▶ The task
Repeat word for word the line with "#detect red velvet curtain" and every line after it until the records below run out.

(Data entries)
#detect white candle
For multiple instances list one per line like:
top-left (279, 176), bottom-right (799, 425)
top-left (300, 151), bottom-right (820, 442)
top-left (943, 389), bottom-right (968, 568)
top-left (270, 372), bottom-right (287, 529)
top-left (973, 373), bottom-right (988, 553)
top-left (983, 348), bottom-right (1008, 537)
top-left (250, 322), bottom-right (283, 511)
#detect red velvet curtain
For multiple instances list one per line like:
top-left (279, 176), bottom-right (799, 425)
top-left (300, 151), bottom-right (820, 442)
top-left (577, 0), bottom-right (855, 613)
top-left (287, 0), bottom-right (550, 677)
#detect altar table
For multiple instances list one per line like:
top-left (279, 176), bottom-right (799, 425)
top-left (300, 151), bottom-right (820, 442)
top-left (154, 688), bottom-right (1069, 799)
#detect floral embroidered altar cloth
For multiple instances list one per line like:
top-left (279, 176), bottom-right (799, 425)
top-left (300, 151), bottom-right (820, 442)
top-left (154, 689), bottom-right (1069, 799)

▶ Task result
#detect red velvet curtain
For multiple instances list one per line like:
top-left (279, 176), bottom-right (799, 425)
top-left (300, 151), bottom-right (820, 442)
top-left (577, 0), bottom-right (855, 613)
top-left (287, 0), bottom-right (550, 677)
#detect altar table
For multiple instances list one per line like:
top-left (279, 176), bottom-right (799, 425)
top-left (300, 151), bottom-right (820, 442)
top-left (154, 688), bottom-right (1069, 799)
#detect floral embroidered altar cloth
For multiple instances list one per line like:
top-left (279, 176), bottom-right (799, 425)
top-left (300, 151), bottom-right (820, 442)
top-left (154, 689), bottom-right (1069, 799)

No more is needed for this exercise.